◆ Задание A:
Выпишите из рассказа о поездках в Казахстан все возрасты людей, которые там названы, и укажите, кому принадлежит каждый.
◆ Задание B:
Продолжите рассказ о последней поездке в Казахстан, начав сразу после его последнего предложения.

::: Фрагмент текста :::

Этой частью хочу закрыть повествование об отдыхе в Казахстане, а уже в следующей части постараюсь перенести читателя из казахских степей в Украину моего детства.
Последний раз мы с родителями ездили в Казахстан в 1997 году. Деду было уже 65 лет, и он переезжал из Бригады в поселок, поближе к цивилизации. Здоровье уже не позволяло вести большое хозяйство, поэтому было принято решение оставить одну корову, около пяти свиней и десяток кур, а остальной скот продать вместе с домом и хозяйственными постройками. В поселке одна семья с двумя детьми (парень 12 лет и девочка 10 лет) как раз продавала дом и переезжала в Калининградскую область. Поэтому в этот приезд мы жили на два дома, помогая с переездом.
Мне на тот момент было 14 лет. Возраст платонического общения с девчонками.

::: Извлечённые записи :::

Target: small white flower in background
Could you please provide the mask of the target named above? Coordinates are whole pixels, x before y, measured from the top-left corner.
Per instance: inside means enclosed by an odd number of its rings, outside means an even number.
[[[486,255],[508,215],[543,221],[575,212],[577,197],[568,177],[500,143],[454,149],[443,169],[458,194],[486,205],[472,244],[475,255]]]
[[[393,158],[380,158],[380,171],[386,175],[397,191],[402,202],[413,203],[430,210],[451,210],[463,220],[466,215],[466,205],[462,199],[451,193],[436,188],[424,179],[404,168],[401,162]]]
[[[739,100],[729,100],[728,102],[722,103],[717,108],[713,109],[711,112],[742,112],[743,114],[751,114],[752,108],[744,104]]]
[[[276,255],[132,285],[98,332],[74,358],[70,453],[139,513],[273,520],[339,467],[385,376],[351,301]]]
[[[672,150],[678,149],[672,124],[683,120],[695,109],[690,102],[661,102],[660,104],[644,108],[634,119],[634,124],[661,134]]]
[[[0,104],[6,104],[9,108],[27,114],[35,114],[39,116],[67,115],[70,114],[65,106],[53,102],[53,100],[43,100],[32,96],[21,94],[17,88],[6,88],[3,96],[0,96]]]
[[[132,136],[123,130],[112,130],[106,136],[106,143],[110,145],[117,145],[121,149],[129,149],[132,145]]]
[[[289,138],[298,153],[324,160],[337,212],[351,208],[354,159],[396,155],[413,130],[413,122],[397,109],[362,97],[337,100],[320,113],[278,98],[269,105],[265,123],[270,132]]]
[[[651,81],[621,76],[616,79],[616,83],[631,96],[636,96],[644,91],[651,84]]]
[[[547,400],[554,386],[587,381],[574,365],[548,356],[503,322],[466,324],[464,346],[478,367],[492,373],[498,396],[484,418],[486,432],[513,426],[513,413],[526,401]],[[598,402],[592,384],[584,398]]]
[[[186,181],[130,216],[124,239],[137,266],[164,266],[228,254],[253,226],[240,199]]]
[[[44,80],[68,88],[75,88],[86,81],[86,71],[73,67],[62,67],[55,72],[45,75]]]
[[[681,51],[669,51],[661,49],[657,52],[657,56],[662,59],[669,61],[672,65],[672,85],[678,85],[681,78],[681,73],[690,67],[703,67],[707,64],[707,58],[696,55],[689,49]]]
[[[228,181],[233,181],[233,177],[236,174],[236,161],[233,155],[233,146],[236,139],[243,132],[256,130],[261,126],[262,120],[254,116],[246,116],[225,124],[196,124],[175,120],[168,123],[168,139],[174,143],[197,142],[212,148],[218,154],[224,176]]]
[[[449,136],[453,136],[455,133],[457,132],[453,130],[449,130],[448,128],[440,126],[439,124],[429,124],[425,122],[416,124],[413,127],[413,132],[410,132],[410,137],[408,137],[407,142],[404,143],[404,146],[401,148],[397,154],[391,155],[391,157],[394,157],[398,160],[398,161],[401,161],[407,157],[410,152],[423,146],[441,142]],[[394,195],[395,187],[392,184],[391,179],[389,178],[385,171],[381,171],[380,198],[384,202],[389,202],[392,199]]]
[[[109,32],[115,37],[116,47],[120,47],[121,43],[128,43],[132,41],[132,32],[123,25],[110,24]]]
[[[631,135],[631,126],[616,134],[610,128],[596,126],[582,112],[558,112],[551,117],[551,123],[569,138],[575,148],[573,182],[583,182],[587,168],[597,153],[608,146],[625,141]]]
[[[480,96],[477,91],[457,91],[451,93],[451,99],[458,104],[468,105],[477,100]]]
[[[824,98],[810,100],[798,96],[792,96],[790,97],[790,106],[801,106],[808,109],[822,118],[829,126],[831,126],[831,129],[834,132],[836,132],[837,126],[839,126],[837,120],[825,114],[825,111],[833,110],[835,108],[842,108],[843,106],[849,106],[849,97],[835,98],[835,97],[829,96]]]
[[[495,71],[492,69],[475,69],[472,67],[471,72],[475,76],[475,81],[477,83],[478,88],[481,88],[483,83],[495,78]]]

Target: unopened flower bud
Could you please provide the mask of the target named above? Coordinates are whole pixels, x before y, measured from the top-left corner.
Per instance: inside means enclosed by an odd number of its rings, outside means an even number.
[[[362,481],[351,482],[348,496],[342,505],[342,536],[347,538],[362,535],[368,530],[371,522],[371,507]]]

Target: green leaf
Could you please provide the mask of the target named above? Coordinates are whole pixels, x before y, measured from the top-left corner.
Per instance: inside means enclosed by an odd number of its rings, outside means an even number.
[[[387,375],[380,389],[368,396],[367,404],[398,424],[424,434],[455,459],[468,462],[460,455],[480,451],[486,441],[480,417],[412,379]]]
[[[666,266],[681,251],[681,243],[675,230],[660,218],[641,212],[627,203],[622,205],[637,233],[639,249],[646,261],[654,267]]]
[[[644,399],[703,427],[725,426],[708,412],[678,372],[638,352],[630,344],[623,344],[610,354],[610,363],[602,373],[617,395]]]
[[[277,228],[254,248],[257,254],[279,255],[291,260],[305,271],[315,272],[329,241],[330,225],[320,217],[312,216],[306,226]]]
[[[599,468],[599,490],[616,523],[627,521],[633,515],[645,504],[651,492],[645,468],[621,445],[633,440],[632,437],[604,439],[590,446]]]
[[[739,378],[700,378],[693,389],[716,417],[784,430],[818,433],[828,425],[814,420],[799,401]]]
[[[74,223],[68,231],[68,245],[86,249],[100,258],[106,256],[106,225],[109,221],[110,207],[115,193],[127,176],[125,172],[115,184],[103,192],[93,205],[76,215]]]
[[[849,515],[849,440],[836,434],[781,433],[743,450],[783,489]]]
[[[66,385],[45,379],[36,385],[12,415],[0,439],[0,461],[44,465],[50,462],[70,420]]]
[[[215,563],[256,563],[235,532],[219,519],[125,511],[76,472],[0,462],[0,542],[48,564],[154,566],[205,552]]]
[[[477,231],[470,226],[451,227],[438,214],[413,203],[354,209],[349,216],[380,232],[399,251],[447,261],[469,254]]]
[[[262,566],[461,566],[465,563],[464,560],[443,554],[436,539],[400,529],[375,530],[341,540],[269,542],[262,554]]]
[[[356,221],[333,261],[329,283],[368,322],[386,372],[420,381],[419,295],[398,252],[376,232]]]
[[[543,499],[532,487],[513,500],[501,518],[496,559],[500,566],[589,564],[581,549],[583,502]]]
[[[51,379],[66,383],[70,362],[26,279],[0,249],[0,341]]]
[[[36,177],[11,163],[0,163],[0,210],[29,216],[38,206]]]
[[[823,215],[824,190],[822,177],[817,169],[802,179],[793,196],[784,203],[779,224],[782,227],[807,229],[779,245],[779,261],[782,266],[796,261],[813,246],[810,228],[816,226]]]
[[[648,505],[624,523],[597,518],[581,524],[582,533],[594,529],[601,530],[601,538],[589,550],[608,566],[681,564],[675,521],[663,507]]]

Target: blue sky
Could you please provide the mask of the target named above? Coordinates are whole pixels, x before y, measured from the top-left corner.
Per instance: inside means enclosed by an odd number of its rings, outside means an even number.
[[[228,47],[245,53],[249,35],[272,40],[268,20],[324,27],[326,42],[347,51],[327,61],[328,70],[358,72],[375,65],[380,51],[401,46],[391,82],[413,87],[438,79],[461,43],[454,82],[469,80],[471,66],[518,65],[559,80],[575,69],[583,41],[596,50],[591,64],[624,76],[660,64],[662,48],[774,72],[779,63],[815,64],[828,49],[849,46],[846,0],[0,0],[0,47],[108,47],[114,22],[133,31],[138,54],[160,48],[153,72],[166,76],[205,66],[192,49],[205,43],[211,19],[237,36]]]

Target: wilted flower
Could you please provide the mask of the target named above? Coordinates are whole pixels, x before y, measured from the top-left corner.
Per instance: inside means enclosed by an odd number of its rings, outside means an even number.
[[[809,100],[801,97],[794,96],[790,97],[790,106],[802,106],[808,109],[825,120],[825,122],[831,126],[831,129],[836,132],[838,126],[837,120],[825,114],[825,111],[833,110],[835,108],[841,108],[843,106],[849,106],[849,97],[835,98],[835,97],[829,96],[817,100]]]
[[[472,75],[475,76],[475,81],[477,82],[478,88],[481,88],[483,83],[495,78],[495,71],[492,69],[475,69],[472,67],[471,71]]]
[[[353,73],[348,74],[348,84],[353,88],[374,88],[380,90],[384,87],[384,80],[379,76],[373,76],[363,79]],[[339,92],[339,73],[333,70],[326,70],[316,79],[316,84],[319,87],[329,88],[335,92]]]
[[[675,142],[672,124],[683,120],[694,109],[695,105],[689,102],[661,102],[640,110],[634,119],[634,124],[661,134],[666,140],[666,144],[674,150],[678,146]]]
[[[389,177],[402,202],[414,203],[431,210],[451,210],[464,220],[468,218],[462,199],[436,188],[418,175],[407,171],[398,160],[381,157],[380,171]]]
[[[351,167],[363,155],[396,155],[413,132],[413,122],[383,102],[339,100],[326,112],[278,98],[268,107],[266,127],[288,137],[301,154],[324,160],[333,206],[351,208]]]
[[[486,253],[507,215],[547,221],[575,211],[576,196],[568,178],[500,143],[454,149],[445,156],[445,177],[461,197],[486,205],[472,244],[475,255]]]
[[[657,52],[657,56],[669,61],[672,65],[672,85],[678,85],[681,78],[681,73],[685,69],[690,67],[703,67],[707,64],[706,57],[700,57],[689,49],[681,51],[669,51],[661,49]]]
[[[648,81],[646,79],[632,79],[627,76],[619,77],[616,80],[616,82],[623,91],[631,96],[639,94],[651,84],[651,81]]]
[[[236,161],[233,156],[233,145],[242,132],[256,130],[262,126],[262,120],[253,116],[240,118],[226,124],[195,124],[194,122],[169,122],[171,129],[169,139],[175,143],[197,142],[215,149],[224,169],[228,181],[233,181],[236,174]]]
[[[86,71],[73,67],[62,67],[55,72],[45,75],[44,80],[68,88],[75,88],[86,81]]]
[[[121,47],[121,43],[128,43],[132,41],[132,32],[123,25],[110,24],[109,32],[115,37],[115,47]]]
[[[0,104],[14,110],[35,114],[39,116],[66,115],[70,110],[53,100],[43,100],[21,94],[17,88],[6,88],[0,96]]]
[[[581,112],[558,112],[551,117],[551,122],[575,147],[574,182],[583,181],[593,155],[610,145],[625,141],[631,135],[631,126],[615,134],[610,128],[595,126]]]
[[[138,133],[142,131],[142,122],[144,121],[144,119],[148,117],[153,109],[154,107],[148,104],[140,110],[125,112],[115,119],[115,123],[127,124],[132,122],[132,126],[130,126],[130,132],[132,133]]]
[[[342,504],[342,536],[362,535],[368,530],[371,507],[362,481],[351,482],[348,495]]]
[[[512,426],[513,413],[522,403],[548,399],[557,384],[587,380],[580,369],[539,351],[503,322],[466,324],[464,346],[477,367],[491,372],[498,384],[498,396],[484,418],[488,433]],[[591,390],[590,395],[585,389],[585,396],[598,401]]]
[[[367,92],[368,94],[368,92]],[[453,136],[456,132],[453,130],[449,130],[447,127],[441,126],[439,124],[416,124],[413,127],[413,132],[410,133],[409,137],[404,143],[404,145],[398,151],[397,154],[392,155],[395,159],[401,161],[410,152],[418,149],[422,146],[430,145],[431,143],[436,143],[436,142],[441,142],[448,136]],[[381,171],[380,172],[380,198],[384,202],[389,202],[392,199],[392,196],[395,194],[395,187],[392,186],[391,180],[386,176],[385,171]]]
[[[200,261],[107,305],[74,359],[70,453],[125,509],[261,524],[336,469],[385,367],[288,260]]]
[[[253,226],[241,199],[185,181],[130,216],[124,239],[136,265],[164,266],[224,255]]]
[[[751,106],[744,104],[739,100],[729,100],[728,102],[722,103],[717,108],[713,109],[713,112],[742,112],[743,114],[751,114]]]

:::

◆ Ответ A:
Дед: 65 лет
Парень из семьи, продававшей дом: 12 лет
Девочка из этой семьи: 10 лет
Автор рассказа (в 1997 году): 14 лет

◆ Ответ B:
По вечерам на прогулку я одевался очень стильно. По крайней мере, мне так казалось. Я носил отцовские джинсы, протертые на бедрах и чуть расклешенные снизу. Но так как они мне были великоваты, я их подворачивал. На ногах были черные замшевые кроссовки Jordache, а сверху олимпийка Adidas из плотной ткани от, единственного за мою юность, спортивного костюма. Я познакомился с младшей дочерью дедушкиного товарища, тракториста по профессии, очень уважаемой в поселке. У него было три дочери, старшая из которых уже была замужем за сыном руководителя совхоза. Младшей Наташе было 12 лет. Она постоянно занималась хозяйством и домом. Когда вечером я приходил к ее дому позвать гулять, она объясняла, что раньше 10-11 вечера не сможет освободиться, так как нужно приготовить ужин, подоить коров и т.д. Для меня, городского мальчишки, это было очень дико и непонятно.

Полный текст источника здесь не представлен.